SOURCE TEXT:

────────────────

There is David the writer, David the interviewer, and David the coauthor and acquaintance of Ursula K. Le Guin. (Hmm…does this interview give me one degree of separation with UKLG? If so, I’ll take it.) I had far too many questions I wanted to ask him within each of these areas for one interview; and, if I may be so bold as to note something I believe we share, it is that we are people who enjoy deep conversation. Hence, the three-part interview. Today, I’m posting Part I, followed by Part II and Part III throughout the coming week. Enjoy!
Part I:
David as Writer
There is, in David’s writing, an underlying grace. An unconditional acceptance for his characters and the story he is telling. I find his writing to be fluid, rhythmical, and full of arcs that arabesque in smooth, clean lines. His transitions, seamless.
David’s writing has a gracefulness about it that, as a former dancer, I find very pleasing. There is a maxim in dance, which holds: in order to move quickly, your inner self must be calm. I have yet to read anything of David’s that doesn’t possess an inherent calmness, even when the action is fraught. The author is breathing, and so I, the reader, can breathe, too. Given the personal nature of some of his writing, I see this as a gift, intended or otherwise, from him to his reader.

────────────────

Collected data:
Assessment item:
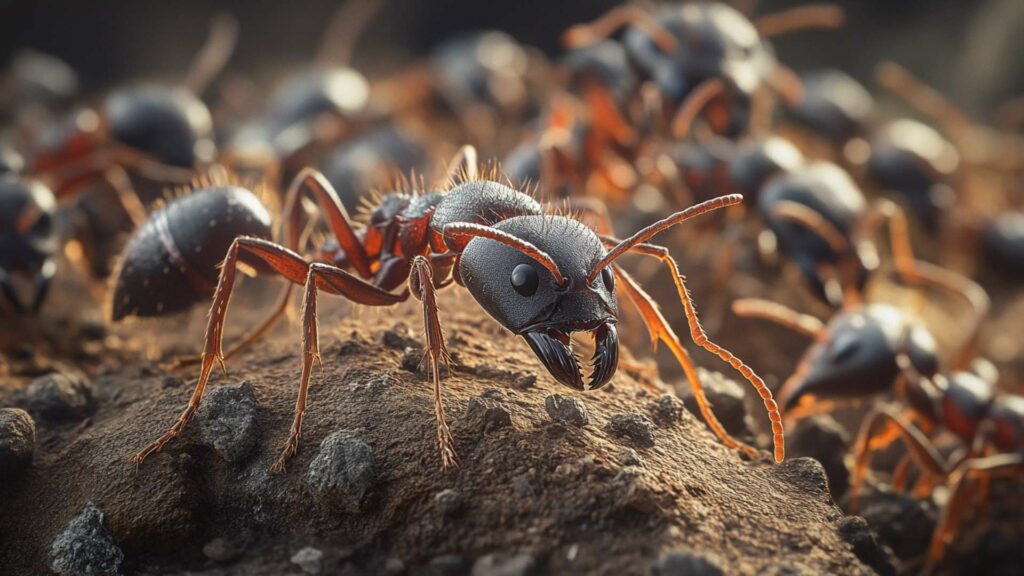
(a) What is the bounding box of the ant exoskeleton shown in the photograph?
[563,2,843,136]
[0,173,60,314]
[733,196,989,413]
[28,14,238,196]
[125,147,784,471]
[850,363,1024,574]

────────────────

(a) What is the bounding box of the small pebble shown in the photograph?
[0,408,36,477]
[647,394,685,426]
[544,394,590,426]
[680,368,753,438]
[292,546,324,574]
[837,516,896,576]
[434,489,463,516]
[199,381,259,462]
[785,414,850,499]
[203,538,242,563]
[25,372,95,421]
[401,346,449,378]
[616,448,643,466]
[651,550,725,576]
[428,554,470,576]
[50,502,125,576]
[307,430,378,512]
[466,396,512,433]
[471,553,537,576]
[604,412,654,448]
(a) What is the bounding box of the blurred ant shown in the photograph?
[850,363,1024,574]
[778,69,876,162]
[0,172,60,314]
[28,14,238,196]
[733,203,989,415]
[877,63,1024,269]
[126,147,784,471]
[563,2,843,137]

────────────────

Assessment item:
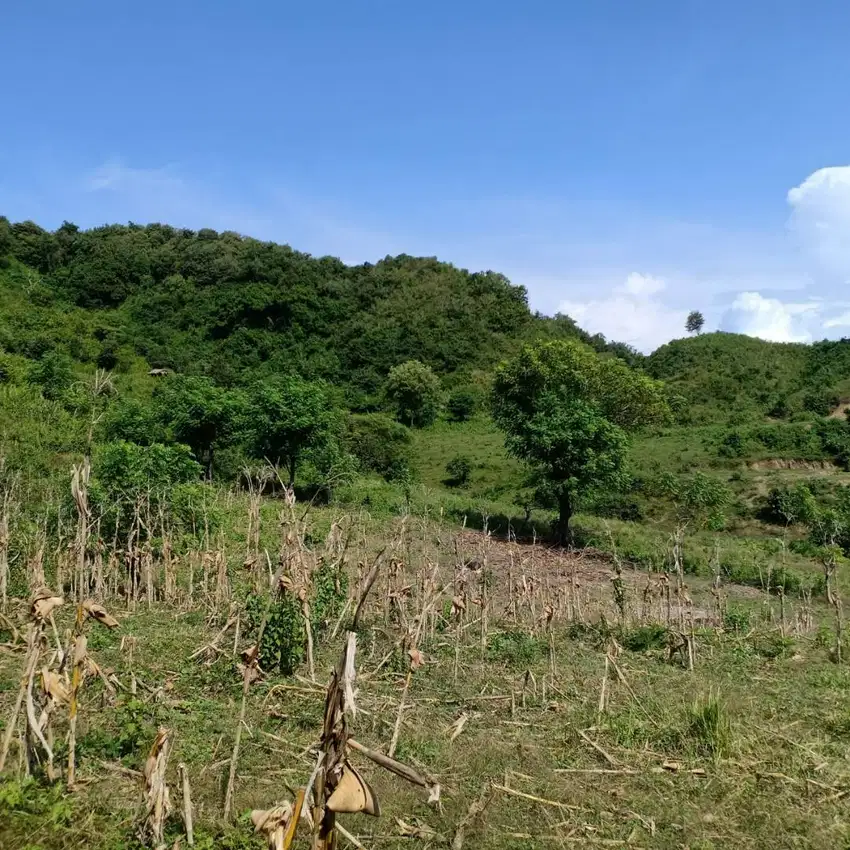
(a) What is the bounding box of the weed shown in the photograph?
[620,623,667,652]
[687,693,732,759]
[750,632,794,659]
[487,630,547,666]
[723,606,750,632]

────────────────

TASK REQUIREMENTS:
a. Reproduce the interview introduction word for word, everything from "There is David" down to "His transitions, seamless.".
b. List the three versions of David named in the opening sentence of the interview introduction.
The items were gathered from a separate source.

ANSWERS TO THE TASKS:
a.
There is David the writer, David the interviewer, and David the coauthor and acquaintance of Ursula K. Le Guin. (Hmm…does this interview give me one degree of separation with UKLG? If so, I’ll take it.) I had far too many questions I wanted to ask him within each of these areas for one interview; and, if I may be so bold as to note something I believe we share, it is that we are people who enjoy deep conversation. Hence, the three-part interview. Today, I’m posting Part I, followed by Part II and Part III throughout the coming week. Enjoy!
Part I:
David as Writer
There is, in David’s writing, an underlying grace. An unconditional acceptance for his characters and the story he is telling. I find his writing to be fluid, rhythmical, and full of arcs that arabesque in smooth, clean lines. His transitions, seamless.

b.
David the writer
David the interviewer
David the coauthor and acquaintance of Ursula K. Le Guin